Written instruction:
Render the material again word for word, skipping the pictures in it.

Saved entries
(begin)

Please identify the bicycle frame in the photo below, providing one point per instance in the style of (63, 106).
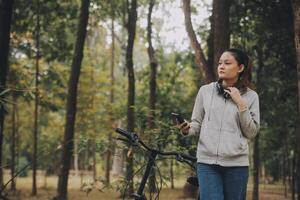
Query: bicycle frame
(151, 161)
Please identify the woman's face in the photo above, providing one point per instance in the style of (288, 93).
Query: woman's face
(228, 68)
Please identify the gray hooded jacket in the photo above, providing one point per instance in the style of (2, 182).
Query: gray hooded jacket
(222, 128)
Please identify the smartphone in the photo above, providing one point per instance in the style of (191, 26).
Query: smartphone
(178, 117)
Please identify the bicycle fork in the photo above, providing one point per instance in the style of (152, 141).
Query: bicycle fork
(151, 161)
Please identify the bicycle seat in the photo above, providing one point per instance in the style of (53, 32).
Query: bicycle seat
(137, 196)
(193, 180)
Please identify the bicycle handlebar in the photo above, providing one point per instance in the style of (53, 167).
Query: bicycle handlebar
(133, 137)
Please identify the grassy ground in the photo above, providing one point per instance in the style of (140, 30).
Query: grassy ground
(47, 190)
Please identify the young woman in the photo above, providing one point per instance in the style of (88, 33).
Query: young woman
(225, 115)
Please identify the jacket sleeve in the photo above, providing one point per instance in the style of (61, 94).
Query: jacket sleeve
(250, 118)
(198, 114)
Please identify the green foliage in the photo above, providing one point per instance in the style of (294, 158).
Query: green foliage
(263, 28)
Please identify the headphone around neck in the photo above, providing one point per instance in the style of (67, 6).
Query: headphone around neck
(221, 90)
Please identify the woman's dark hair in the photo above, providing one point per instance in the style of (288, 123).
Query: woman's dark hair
(245, 77)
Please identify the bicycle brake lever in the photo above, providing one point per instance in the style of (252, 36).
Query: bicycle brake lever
(179, 158)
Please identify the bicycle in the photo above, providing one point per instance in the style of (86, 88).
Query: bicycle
(134, 139)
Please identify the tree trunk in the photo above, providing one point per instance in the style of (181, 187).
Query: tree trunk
(206, 72)
(131, 28)
(68, 142)
(256, 159)
(296, 11)
(172, 173)
(36, 105)
(112, 80)
(152, 84)
(220, 29)
(6, 7)
(13, 143)
(94, 161)
(76, 157)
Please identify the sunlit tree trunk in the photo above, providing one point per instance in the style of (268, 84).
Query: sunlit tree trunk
(152, 83)
(256, 158)
(296, 11)
(13, 142)
(112, 81)
(131, 29)
(220, 29)
(6, 7)
(36, 103)
(68, 142)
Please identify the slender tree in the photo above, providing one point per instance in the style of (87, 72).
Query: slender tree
(152, 82)
(218, 41)
(67, 149)
(296, 11)
(6, 8)
(200, 59)
(13, 142)
(36, 103)
(131, 29)
(256, 157)
(220, 30)
(111, 96)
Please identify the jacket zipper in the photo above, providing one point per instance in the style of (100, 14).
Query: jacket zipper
(220, 131)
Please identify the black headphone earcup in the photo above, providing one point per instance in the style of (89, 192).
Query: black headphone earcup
(221, 90)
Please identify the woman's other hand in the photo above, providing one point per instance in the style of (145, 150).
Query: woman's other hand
(184, 127)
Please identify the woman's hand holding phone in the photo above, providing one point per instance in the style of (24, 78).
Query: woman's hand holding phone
(184, 127)
(181, 123)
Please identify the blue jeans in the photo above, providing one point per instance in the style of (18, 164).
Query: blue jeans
(222, 183)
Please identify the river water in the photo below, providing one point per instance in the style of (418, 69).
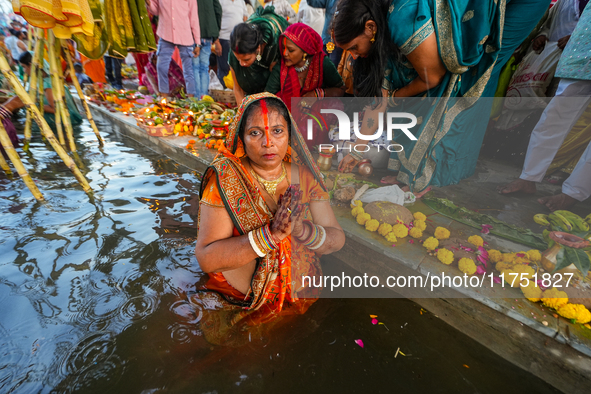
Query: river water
(92, 300)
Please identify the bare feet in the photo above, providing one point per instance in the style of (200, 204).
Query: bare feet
(518, 185)
(559, 201)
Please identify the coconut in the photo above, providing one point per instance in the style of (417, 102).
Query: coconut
(388, 212)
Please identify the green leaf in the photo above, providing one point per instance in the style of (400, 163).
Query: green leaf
(579, 258)
(475, 219)
(561, 260)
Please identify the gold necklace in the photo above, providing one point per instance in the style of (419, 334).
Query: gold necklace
(270, 186)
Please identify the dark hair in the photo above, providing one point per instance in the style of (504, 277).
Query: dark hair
(273, 104)
(349, 23)
(245, 38)
(25, 58)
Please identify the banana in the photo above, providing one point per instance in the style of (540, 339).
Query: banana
(579, 225)
(541, 219)
(560, 221)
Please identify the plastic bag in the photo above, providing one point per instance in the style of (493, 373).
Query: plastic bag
(388, 193)
(214, 82)
(532, 78)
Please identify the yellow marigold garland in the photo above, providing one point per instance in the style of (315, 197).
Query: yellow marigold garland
(445, 256)
(400, 230)
(476, 240)
(576, 312)
(384, 229)
(356, 211)
(391, 237)
(419, 216)
(420, 224)
(372, 225)
(467, 266)
(431, 243)
(532, 292)
(554, 298)
(415, 232)
(362, 218)
(494, 256)
(442, 233)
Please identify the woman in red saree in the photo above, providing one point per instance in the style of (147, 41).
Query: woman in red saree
(264, 220)
(305, 70)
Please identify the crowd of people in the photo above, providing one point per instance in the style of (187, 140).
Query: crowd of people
(264, 185)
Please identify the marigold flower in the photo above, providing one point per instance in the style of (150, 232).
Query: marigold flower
(494, 255)
(419, 216)
(442, 233)
(576, 312)
(391, 237)
(445, 256)
(532, 292)
(476, 240)
(508, 257)
(431, 243)
(400, 230)
(356, 211)
(554, 298)
(467, 266)
(534, 255)
(362, 218)
(384, 229)
(415, 232)
(372, 225)
(502, 266)
(420, 224)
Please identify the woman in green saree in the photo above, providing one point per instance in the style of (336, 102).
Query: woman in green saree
(450, 51)
(255, 51)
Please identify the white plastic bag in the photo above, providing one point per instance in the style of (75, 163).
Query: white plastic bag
(532, 78)
(388, 193)
(214, 82)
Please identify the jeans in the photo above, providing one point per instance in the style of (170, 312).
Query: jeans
(113, 72)
(165, 51)
(201, 68)
(223, 66)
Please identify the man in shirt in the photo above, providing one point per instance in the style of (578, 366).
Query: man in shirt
(234, 12)
(572, 98)
(178, 27)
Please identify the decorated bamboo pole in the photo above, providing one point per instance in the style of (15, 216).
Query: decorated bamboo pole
(81, 94)
(5, 167)
(35, 65)
(17, 163)
(55, 84)
(45, 129)
(67, 122)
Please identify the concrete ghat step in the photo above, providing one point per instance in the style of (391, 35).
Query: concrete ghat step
(558, 353)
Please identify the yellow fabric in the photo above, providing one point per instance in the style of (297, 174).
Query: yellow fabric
(65, 17)
(573, 146)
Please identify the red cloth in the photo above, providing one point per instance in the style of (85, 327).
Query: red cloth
(310, 42)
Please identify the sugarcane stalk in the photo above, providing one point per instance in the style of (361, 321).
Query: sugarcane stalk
(45, 129)
(55, 84)
(5, 167)
(18, 164)
(81, 94)
(34, 83)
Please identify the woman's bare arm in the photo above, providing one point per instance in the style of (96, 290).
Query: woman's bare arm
(217, 250)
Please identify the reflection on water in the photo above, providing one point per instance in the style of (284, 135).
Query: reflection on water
(92, 300)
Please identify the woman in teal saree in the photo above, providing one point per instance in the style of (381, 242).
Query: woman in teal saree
(447, 50)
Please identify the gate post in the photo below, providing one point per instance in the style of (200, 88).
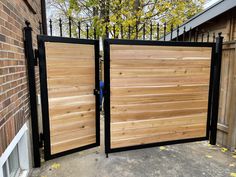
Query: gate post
(29, 54)
(216, 89)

(end)

Exercise output:
Please identify the bicycle frame in the photo below, providing one point per instance in the style of (63, 106).
Query: bicycle frame
(151, 161)
Please identify the woman's face in the photo above, providing one point per instance in the style of (288, 93).
Query: woman's face
(228, 68)
Please identify the gray hooded jacket in the photo above, providing one point per instance in the style of (2, 182).
Query: gray hooded jacket
(222, 128)
Please identify the smartphone in the photo above, providing one point per instance in the style of (191, 26).
Query: smartphone
(178, 117)
Please identify the bicycle fork in the photo above, providing one point per instance in the style of (152, 141).
Query: bicycle fork
(151, 161)
Please identify the bicycle seat in the photo above, providing one point per instance in the style of (53, 32).
Query: bicycle seat
(137, 196)
(193, 180)
Please identify the bicycle handlebar in the photo above, providing one point per instance in the style of (53, 167).
Query: bicycle handlebar
(133, 137)
Please identify the grassy ground in the photo above, providing one point per instance in the style of (140, 30).
Query: grassy ground
(47, 190)
Please identify the young woman in the photo above, providing one point per instance in the style of (88, 33).
Query: young woman
(225, 115)
Please identify the jacket sleeve in the photo above, providing one point per instance in the style of (61, 94).
Query: jacket sleeve
(250, 118)
(198, 114)
Please identify the green foliage in the photo above, providing one point per instance in the style of (294, 158).
Query: green foliage
(263, 28)
Please identify the headphone around neck in the photo above, providing one point per instance in the style of (67, 6).
Query: headphone around neck
(221, 90)
Please identify the woman's dark hair in the photo above, providing one point per instance in the style of (288, 123).
Query: woman's dark hair
(245, 77)
Please identify the bicycle brake lever in the photo above, providing one point per instance in the style of (252, 36).
Query: bicycle brake lever
(179, 158)
Please identify the bicycle in the photo above, providing one point per instance in the style of (86, 88).
Query: bicycle
(134, 139)
Please identify the tree trunk in the photo above, providing one point per instance in the style of (181, 187).
Query: tree trunk
(206, 72)
(131, 28)
(68, 142)
(256, 159)
(296, 11)
(172, 173)
(36, 105)
(112, 80)
(152, 84)
(220, 29)
(6, 7)
(13, 143)
(94, 161)
(76, 157)
Please identify the sunlit tree trunk in the photo above, providing one point per instance in the style of (268, 84).
Query: sunlit tree trunk
(152, 83)
(256, 158)
(296, 11)
(13, 142)
(112, 81)
(131, 29)
(220, 29)
(6, 7)
(36, 103)
(68, 142)
Please identify the slender tree in the photo above, providing one point per instance in the style of (87, 72).
Query: slender tree
(152, 82)
(218, 41)
(67, 149)
(296, 11)
(6, 8)
(200, 59)
(13, 142)
(36, 103)
(131, 29)
(256, 157)
(220, 30)
(111, 96)
Please identify the jacket zipper in the photo above, providing one point per instance in the style of (100, 14).
Query: jacket zipper
(220, 131)
Please identify the black headphone earcup in the photo above, providing one point per instance in the style of (89, 192).
Query: black headphone earcup
(221, 90)
Please identify the woman's other hand in the photo above, providing one point per instance in the style of (145, 150).
Query: woman's other hand
(184, 127)
Please identify the woman's hand holding phone in the photo above, providing one point per instance in the style of (24, 78).
Query: woman's hand holding phone
(184, 127)
(181, 123)
Please identify the blue jeans in the photo above, providing one point per instance in the style of (18, 164).
Query: blue jeans
(222, 183)
Please identify the river water in the photo below, providing one point per instance in the style of (418, 69).
Query: river water
(92, 300)
Please identify the bare feet in the photo above, providing one point per instance in the style of (200, 204).
Query: bare feet
(518, 185)
(559, 201)
Please identify the coconut in the photo above, providing one point per instance in the style of (417, 102).
Query: coconut
(388, 212)
Please identify the green leaf in the photo above, providing one point per instance in the style of (400, 163).
Query: green leaf
(579, 258)
(475, 219)
(561, 260)
Please identify the gold necklace in the photo above, providing one point per instance in the style of (419, 334).
Query: gold necklace
(270, 186)
Please identify the dark hair in the photo above, providing one point per instance in the style of (504, 277).
Query: dark hair
(273, 104)
(349, 23)
(245, 38)
(25, 58)
Please identify the banana in the photo above, providing one point per instance in the style of (540, 339).
Query: banana
(579, 225)
(541, 219)
(560, 221)
Please identify the plastic bag in the photo above, providing one point per instance in the style of (493, 373).
Query: plastic bag
(388, 193)
(214, 82)
(532, 78)
Please identify the yellow marigold garland in the photo above, providing one point per instance in the style of (315, 197).
Query: yellow marigold garland
(445, 256)
(400, 230)
(476, 240)
(576, 312)
(384, 229)
(356, 211)
(391, 237)
(419, 216)
(420, 224)
(372, 225)
(467, 266)
(431, 243)
(532, 292)
(554, 298)
(415, 232)
(362, 218)
(494, 256)
(442, 233)
Please identify the woman in red saree in the photo above, providing one point per instance in the style of (147, 41).
Query: woman in red saree
(264, 220)
(305, 70)
Please identify the crowd of people in the photo above, providing one point per instance in the style of (187, 140).
Query: crowd of people
(264, 185)
Please identify the marigold flower in the photo above, providing one point per instance in the style of (150, 232).
Query: marigold flower
(494, 255)
(419, 216)
(442, 233)
(576, 312)
(391, 237)
(445, 256)
(532, 292)
(476, 240)
(508, 257)
(431, 243)
(400, 230)
(356, 211)
(554, 298)
(467, 266)
(534, 255)
(362, 218)
(384, 229)
(415, 232)
(372, 225)
(502, 266)
(420, 224)
Please identify the woman in green saree in the photo above, providing one point per instance in the style of (336, 102).
Query: woman in green saree
(450, 51)
(255, 51)
Please identify the white plastic bag in the photo above, providing one point per instance in the style of (75, 163).
Query: white plastic bag
(532, 78)
(388, 193)
(214, 82)
Please identify the jeans in the photo above, providing one point per instance in the style of (170, 312).
Query: jeans
(113, 72)
(165, 51)
(201, 68)
(223, 66)
Please identify the man in shirt in the photo above, providing one point per instance in the style of (578, 366).
Query: man in shirt
(234, 12)
(572, 98)
(178, 27)
Please identify the decorated bamboo pole in the photo above, providing one point per instance in the style of (15, 216).
Query: decorated bamboo pole
(81, 94)
(5, 167)
(35, 65)
(17, 163)
(55, 84)
(45, 129)
(67, 122)
Please identify the concrete ghat step in the photo above, providing one point per instance in the style of (391, 35).
Query: concrete ghat step
(558, 353)
Please identify the yellow fabric in the photo above, providing one point per instance in the style of (297, 174).
Query: yellow fabric
(65, 17)
(573, 146)
Please identify the red cloth in the photo above, providing one point per instance in the style of (85, 327).
Query: red cloth
(310, 42)
Please identify the sugarcane stalk in the photo above, providing one point per instance in the style of (361, 321).
Query: sugarcane stalk
(45, 129)
(55, 84)
(5, 167)
(18, 164)
(81, 94)
(34, 83)
Please identify the woman's bare arm in the photo above, providing one point per instance in the style of (96, 290).
Query: woman's bare arm
(217, 250)
Please identify the reflection on water in the photo above, providing one point per instance in the style of (284, 135).
Query: reflection on water
(92, 300)
Please identify the woman in teal saree in the photo above, providing one point per instance in the style of (381, 242).
Query: woman in teal saree
(447, 50)
Please identify the gate post in the photo below, providing one point per instance in the style of (200, 88).
Query: gate post
(29, 54)
(216, 89)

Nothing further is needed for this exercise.